Goal of the exercise.
Give only the lines from the one containing "Practice step: find every instance of the sign reading las" through the end of the material below, exactly as written.

--- Supplied records ---

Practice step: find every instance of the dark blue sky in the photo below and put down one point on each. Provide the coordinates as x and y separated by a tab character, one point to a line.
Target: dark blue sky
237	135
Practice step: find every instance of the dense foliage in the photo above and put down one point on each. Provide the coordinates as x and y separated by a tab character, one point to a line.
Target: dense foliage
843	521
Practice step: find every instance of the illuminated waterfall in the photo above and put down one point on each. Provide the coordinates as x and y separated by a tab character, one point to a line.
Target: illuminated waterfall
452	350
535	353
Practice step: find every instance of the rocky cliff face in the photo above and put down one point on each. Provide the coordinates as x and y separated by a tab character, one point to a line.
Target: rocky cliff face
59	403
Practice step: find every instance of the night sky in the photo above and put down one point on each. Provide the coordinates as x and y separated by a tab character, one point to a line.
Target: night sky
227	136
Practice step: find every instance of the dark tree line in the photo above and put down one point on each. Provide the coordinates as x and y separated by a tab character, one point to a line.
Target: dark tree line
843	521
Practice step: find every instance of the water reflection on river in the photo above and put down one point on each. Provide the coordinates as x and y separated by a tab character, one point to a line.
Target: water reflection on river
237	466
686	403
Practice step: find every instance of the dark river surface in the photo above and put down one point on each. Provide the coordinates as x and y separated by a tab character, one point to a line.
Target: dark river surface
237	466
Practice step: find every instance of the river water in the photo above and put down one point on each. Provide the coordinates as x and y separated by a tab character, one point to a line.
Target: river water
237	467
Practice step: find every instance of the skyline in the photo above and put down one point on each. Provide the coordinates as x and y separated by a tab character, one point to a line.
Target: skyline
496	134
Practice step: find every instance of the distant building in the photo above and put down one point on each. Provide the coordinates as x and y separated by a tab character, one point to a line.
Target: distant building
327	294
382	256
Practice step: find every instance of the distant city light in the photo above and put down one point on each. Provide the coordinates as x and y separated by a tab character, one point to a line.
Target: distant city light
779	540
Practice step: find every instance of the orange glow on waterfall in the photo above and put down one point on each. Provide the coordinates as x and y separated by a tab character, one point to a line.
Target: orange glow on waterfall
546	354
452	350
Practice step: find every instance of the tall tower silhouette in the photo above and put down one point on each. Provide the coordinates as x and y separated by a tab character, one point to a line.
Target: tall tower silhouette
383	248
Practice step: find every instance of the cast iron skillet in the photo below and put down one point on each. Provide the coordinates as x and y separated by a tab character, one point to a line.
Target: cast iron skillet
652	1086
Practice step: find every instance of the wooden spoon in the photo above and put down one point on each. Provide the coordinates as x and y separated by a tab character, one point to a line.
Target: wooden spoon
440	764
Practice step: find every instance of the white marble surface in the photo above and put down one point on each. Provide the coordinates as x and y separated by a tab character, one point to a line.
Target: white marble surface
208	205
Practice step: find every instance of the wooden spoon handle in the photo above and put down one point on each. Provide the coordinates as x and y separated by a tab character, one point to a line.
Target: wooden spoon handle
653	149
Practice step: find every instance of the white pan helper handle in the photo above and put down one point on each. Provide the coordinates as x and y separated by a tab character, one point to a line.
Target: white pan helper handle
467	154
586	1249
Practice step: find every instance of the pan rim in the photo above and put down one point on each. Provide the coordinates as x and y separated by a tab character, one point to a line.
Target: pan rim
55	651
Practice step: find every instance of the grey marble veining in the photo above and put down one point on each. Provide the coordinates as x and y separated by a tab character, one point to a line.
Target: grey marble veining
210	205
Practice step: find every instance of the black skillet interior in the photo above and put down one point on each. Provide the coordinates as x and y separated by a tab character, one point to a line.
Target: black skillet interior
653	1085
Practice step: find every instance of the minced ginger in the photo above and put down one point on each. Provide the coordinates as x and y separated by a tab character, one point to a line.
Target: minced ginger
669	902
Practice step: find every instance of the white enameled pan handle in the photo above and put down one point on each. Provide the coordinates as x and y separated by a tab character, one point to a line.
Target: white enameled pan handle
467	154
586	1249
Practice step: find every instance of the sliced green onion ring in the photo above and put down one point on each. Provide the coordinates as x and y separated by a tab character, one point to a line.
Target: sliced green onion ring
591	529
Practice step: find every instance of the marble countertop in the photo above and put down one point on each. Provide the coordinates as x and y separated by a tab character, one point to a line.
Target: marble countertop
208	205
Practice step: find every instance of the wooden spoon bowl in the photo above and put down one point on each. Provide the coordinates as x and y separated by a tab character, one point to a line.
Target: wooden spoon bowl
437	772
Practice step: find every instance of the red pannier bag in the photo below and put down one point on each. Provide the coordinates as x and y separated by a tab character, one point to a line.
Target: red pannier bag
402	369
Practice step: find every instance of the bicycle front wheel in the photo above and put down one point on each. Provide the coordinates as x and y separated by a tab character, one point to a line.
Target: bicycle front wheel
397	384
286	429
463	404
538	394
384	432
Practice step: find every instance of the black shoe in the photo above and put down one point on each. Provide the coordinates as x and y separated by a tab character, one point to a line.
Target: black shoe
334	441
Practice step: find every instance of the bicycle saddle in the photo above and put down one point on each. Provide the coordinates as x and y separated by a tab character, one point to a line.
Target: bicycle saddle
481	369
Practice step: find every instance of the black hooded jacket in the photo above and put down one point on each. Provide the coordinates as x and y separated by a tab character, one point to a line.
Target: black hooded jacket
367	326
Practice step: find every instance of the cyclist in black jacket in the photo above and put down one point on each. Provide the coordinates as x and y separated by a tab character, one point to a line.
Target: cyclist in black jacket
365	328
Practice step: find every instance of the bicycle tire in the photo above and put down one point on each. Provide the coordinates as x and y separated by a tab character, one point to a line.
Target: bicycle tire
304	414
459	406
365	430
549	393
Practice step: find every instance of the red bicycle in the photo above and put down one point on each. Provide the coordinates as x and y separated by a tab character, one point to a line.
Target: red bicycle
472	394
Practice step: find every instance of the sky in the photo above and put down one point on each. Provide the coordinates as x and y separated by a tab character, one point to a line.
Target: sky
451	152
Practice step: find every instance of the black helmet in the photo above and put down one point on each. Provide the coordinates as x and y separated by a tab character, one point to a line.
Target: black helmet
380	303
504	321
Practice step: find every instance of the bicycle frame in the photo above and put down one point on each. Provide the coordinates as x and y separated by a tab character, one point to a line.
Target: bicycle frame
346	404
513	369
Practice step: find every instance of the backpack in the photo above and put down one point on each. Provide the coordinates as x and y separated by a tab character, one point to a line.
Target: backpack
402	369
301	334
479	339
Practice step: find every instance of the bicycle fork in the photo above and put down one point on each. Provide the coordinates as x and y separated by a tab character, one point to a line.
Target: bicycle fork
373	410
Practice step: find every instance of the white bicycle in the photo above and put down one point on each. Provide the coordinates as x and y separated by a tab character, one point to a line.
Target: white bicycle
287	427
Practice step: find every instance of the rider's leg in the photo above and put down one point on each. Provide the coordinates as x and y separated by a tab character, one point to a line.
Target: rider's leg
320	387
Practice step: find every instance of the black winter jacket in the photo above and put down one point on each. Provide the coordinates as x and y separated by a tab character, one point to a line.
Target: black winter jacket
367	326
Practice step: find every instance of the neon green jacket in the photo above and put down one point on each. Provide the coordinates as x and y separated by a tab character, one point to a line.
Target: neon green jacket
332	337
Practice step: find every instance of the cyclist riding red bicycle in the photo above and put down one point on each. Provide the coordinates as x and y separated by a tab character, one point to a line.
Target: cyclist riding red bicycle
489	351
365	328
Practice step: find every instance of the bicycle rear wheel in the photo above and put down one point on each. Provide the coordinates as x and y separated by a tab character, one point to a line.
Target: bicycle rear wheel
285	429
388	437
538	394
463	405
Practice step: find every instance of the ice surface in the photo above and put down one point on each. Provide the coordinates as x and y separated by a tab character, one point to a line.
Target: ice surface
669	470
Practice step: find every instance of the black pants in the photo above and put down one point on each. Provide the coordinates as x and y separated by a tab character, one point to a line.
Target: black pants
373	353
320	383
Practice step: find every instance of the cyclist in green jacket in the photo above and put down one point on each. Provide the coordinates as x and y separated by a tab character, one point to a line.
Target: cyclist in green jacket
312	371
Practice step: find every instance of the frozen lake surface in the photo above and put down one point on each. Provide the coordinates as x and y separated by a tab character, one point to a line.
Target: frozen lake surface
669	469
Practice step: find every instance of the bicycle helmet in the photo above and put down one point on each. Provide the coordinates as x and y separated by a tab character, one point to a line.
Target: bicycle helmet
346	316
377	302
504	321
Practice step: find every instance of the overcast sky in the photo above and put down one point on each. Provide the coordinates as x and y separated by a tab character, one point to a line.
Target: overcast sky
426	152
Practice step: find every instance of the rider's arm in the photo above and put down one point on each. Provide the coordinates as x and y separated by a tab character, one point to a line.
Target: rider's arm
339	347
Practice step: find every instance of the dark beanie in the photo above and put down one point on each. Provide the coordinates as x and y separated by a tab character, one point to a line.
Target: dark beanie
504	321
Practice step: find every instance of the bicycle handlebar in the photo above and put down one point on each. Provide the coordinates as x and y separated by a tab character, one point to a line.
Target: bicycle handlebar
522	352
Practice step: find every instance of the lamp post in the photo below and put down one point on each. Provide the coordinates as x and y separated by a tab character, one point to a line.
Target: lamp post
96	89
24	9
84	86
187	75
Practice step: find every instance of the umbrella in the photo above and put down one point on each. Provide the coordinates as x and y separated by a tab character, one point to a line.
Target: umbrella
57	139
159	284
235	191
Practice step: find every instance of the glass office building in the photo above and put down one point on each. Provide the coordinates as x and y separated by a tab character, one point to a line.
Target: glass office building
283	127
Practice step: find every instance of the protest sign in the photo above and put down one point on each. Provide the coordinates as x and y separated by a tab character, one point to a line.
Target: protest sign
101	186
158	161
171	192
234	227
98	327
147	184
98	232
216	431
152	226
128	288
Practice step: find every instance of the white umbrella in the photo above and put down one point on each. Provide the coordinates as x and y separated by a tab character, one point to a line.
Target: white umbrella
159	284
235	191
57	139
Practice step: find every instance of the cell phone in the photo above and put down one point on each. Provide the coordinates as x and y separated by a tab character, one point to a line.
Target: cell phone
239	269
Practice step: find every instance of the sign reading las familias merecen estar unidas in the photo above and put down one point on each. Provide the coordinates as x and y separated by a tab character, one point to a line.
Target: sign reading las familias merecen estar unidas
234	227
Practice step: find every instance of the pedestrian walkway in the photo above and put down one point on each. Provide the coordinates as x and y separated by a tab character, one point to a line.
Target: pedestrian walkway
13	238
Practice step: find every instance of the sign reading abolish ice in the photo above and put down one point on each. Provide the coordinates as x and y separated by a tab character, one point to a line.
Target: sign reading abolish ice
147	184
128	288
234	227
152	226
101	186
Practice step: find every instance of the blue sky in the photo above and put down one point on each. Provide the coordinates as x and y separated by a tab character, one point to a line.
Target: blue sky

---

Reply.
Practice step: find every instance of the sign reading las familias merecen estar unidas in the photo above and put down one point on each. Provide the coordinates as x and y separated by a tab character, one point to a line.
Target: sign reading las familias merecen estar unidas
234	227
Practice step: find every instance of the pedestrian walkway in the photo above and put down one point on each. Provide the coordinates as x and y separated by a tab character, one point to a line.
Target: pedestrian walkway
13	238
Practice step: find every instance of the sign reading abolish ice in the photo above and put down one point on each. Provide the coordinates as x and y separated by a tab character, one point to a line.
Target: sign reading abolish ice
147	184
128	288
234	227
152	226
101	186
Practice step: find every instance of the blue sky in the photo above and put down one point on each. Provide the coordinates as x and y separated by a tab character, one point to a line.
Target: blue sky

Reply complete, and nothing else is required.